**Task instructions:** Print, exactly as given, each line of the data from the line containing "target | wood plank flooring" up to and including its last line.

**Exercise data:**

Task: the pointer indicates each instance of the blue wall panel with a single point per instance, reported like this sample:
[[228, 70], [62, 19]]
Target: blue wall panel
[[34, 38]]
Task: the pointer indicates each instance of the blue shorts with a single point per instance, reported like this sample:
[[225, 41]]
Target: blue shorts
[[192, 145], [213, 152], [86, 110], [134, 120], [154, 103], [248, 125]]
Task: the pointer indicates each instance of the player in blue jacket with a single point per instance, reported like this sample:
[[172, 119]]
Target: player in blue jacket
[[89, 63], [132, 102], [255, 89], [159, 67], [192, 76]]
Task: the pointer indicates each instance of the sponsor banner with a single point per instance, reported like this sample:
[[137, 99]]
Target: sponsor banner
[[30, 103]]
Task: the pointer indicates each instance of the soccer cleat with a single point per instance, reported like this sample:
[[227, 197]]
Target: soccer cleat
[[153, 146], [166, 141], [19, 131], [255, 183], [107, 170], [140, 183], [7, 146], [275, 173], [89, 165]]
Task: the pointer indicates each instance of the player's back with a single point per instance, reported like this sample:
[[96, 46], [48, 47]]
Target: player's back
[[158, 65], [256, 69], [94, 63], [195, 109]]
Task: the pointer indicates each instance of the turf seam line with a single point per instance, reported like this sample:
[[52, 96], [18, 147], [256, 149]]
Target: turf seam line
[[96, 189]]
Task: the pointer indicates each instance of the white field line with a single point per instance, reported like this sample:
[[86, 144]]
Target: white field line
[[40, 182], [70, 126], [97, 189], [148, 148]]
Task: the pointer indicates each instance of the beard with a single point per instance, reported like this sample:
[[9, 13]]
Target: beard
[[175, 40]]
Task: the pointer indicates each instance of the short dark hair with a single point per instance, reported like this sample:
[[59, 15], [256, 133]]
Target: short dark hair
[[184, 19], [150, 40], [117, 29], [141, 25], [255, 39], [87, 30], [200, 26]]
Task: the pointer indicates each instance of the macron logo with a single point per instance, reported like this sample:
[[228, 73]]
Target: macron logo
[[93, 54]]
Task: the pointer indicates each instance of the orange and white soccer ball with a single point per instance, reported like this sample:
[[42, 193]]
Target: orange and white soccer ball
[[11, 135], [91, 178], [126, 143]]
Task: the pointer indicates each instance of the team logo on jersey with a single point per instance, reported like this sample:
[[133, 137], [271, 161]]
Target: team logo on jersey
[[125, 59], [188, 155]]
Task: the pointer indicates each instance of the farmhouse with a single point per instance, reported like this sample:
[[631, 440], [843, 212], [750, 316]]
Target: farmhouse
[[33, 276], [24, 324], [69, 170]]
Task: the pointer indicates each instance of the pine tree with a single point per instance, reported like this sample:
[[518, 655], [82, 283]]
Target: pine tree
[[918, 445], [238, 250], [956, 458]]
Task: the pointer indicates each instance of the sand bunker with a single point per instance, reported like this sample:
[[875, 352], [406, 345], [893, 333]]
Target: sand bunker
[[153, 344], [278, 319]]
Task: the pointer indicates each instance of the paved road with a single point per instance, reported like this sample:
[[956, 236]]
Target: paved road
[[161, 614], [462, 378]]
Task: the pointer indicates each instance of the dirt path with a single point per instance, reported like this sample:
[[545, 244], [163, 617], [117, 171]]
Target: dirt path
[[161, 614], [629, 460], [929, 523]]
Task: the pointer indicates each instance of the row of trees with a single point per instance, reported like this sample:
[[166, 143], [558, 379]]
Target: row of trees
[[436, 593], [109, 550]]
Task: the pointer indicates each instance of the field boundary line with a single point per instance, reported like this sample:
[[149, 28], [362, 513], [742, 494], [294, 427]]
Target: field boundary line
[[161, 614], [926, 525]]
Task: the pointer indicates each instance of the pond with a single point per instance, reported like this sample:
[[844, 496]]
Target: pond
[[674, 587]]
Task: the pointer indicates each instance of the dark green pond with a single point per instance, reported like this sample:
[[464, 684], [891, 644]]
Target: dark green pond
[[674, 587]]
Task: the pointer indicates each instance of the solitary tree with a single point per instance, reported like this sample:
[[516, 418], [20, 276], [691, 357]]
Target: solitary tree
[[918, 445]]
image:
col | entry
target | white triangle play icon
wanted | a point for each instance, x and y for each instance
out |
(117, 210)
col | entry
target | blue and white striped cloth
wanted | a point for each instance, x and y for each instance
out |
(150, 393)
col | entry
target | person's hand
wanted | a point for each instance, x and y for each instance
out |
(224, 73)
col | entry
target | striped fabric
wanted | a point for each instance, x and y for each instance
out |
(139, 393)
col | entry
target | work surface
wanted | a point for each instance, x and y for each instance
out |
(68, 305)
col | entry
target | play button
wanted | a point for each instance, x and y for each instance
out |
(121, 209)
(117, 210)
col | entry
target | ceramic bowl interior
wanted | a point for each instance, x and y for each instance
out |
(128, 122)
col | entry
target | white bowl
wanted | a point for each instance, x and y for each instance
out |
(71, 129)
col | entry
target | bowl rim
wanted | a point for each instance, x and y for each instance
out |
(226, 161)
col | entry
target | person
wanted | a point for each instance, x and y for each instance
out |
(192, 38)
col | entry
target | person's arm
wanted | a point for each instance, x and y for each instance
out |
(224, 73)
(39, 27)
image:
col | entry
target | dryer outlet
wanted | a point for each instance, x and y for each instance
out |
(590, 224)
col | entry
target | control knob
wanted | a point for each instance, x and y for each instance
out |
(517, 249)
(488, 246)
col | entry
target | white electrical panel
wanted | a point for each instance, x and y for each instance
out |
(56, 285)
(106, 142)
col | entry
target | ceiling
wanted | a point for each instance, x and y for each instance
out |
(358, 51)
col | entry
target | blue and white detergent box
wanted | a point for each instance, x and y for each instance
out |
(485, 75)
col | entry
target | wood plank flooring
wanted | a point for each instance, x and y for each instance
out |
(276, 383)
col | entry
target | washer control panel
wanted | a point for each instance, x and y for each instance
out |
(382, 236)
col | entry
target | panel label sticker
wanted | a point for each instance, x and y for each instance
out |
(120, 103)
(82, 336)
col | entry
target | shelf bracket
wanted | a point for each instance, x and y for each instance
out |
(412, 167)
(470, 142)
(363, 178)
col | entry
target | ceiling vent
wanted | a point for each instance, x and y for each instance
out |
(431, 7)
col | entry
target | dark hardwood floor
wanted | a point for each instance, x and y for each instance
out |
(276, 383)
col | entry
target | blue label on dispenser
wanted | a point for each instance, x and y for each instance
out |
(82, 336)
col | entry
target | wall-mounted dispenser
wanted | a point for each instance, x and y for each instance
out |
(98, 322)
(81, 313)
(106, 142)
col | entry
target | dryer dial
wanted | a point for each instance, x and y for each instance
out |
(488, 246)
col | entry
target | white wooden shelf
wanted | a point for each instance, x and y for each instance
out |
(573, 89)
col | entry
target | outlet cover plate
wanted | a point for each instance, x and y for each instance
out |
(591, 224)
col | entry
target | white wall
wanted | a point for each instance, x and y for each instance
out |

**Exercise answer:**
target | wood plank flooring
wanted | a point for each instance, x and y for each instance
out |
(276, 383)
col | entry
target | washer control panel
wanted | a point for each instance, x and y for each instance
out |
(382, 236)
col | entry
target | panel label sticker
wanted | a point for each instance, x and y for each instance
out |
(120, 103)
(82, 336)
col | entry
target | shelf bracket
wanted | a point for each instance, x and y for each instance
out |
(412, 167)
(470, 142)
(363, 178)
col | entry
target | ceiling vent
wanted | a point for each instance, x and y for each instance
out |
(431, 7)
col | entry
target | dark hardwood floor
wanted | a point for each instance, x and y for each instance
out |
(276, 383)
col | entry
target | blue label on dispenser
wanted | a point for each instance, x and y for each instance
out |
(82, 336)
col | entry
target | wall-mounted dispenser
wanted | a point for each instance, x and y for each instance
out |
(98, 322)
(81, 313)
(106, 142)
col | entry
target | dryer dial
wanted | a point for each instance, x and y for each instance
out |
(488, 246)
col | entry
target | white wooden shelf
wanted | a point for each instance, x and y for each instance
out |
(573, 89)
col | entry
target | outlet cover plate
wanted | a point for each instance, x and y for each instance
out |
(591, 224)
col | entry
target | white wall
wanted | a point for each instance, x and y for each instance
out |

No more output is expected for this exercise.